> Written request: Put the lines below into a two-column CSV headed "prompt" and "answer," with one row for each line of text and all the points listed under it. Enclose each value in a single quoted field, and replace every line break with a space.

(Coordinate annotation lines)
------------------------------

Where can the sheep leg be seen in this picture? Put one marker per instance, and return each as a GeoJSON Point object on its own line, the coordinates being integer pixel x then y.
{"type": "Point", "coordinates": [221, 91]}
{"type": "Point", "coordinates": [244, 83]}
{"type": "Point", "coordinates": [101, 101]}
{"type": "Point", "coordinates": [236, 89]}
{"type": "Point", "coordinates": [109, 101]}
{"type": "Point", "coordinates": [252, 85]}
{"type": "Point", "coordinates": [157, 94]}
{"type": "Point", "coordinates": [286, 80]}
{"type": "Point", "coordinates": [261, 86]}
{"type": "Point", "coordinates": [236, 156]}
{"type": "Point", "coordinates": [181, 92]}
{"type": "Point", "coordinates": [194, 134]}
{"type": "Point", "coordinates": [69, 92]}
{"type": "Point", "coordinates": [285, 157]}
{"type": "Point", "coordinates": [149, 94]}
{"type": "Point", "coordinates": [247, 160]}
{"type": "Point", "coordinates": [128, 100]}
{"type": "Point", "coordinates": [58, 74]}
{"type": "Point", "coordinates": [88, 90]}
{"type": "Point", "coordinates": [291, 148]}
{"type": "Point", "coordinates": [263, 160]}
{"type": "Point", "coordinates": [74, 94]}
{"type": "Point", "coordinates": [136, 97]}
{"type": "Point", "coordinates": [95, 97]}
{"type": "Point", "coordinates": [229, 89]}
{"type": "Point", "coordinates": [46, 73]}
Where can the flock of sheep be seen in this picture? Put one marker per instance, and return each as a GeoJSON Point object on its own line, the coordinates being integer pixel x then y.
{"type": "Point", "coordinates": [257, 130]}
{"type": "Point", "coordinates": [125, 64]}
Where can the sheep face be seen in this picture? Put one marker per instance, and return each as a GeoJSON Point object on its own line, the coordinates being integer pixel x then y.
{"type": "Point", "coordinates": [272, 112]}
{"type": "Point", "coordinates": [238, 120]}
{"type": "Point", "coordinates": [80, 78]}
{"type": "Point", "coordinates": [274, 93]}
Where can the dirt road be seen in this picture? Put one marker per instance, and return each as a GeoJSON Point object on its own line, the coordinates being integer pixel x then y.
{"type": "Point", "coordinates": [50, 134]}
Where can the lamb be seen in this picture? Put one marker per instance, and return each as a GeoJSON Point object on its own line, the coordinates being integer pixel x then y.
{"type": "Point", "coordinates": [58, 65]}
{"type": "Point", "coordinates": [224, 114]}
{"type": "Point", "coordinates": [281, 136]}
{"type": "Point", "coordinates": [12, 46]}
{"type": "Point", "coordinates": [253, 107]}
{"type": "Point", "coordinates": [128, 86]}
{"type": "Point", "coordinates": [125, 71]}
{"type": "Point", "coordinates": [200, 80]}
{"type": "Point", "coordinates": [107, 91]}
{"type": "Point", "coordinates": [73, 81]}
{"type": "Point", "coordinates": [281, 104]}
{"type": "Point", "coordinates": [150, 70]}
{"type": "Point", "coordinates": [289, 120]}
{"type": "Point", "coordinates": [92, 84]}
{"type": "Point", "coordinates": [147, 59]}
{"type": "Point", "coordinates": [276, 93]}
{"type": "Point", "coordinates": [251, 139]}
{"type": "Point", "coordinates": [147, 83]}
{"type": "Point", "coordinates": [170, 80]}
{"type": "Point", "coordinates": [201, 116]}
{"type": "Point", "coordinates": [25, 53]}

------------------------------

> Task result:
prompt,answer
"Where can the sheep leg be seen in this picture? Put one marker per instance, and return each as a GeoJSON Point object on its own line, the coordinates being integer pixel x then y.","{""type"": ""Point"", ""coordinates"": [221, 91]} {""type"": ""Point"", ""coordinates"": [244, 83]} {""type"": ""Point"", ""coordinates"": [101, 101]} {""type"": ""Point"", ""coordinates"": [236, 89]} {""type"": ""Point"", ""coordinates"": [109, 101]} {""type"": ""Point"", ""coordinates"": [252, 85]} {""type"": ""Point"", ""coordinates"": [157, 94]} {""type"": ""Point"", ""coordinates"": [286, 80]} {""type"": ""Point"", ""coordinates"": [261, 86]} {""type"": ""Point"", ""coordinates"": [236, 156]} {""type"": ""Point"", ""coordinates"": [181, 92]} {""type"": ""Point"", ""coordinates"": [194, 134]} {""type"": ""Point"", ""coordinates"": [69, 92]} {""type"": ""Point"", ""coordinates"": [285, 157]} {""type"": ""Point"", ""coordinates"": [149, 94]} {""type"": ""Point"", ""coordinates"": [247, 160]} {""type"": ""Point"", ""coordinates"": [128, 100]} {""type"": ""Point"", ""coordinates"": [58, 74]} {""type"": ""Point"", ""coordinates"": [88, 90]} {""type"": ""Point"", ""coordinates"": [291, 148]} {""type"": ""Point"", ""coordinates"": [263, 160]} {""type"": ""Point"", ""coordinates"": [74, 94]} {""type"": ""Point"", ""coordinates"": [136, 97]} {""type"": ""Point"", ""coordinates"": [95, 97]} {""type"": ""Point"", ""coordinates"": [229, 89]} {""type"": ""Point"", ""coordinates"": [46, 73]}"
"Where can the flock of sheep be seen in this picture? Put one marker per instance, and return each as a GeoJSON Point object on its own line, the coordinates being integer pixel x then y.","{""type"": ""Point"", ""coordinates"": [257, 130]} {""type"": ""Point"", ""coordinates"": [125, 64]}"
"Where can the sheep face be seen in this picture? Put one marker per instance, and return each as a GeoJSON Point object on its own line, the coordinates being integer pixel x then y.","{""type"": ""Point"", ""coordinates"": [272, 112]} {""type"": ""Point"", ""coordinates"": [238, 120]} {""type"": ""Point"", ""coordinates"": [80, 78]} {""type"": ""Point"", ""coordinates"": [274, 93]}"
"Where can the dirt road be seen in this picture? Put one marker per instance, and return each as a GeoJSON Point object on its own line, the coordinates being integer pixel x then y.","{""type"": ""Point"", ""coordinates"": [50, 134]}"
"Where can the lamb be seen in this picture? Put one marker per instance, and return each as a GeoJSON Point object on its own line, the coordinates being integer pixel x then y.","{""type"": ""Point"", ""coordinates"": [58, 65]} {""type"": ""Point"", ""coordinates"": [224, 114]} {""type"": ""Point"", ""coordinates"": [281, 136]} {""type"": ""Point"", ""coordinates"": [12, 46]} {""type"": ""Point"", ""coordinates"": [253, 107]} {""type"": ""Point"", ""coordinates"": [128, 86]} {""type"": ""Point"", ""coordinates"": [125, 71]} {""type"": ""Point"", ""coordinates"": [200, 80]} {""type"": ""Point"", ""coordinates"": [107, 91]} {""type"": ""Point"", ""coordinates"": [73, 81]} {""type"": ""Point"", ""coordinates"": [281, 104]} {""type"": ""Point"", ""coordinates"": [150, 70]} {""type"": ""Point"", ""coordinates"": [289, 120]} {""type"": ""Point"", ""coordinates"": [92, 84]} {""type"": ""Point"", ""coordinates"": [147, 59]} {""type"": ""Point"", ""coordinates"": [276, 93]} {""type"": ""Point"", ""coordinates"": [251, 139]} {""type"": ""Point"", ""coordinates"": [147, 83]} {""type"": ""Point"", ""coordinates"": [170, 80]} {""type"": ""Point"", ""coordinates"": [201, 116]} {""type"": ""Point"", ""coordinates"": [25, 53]}"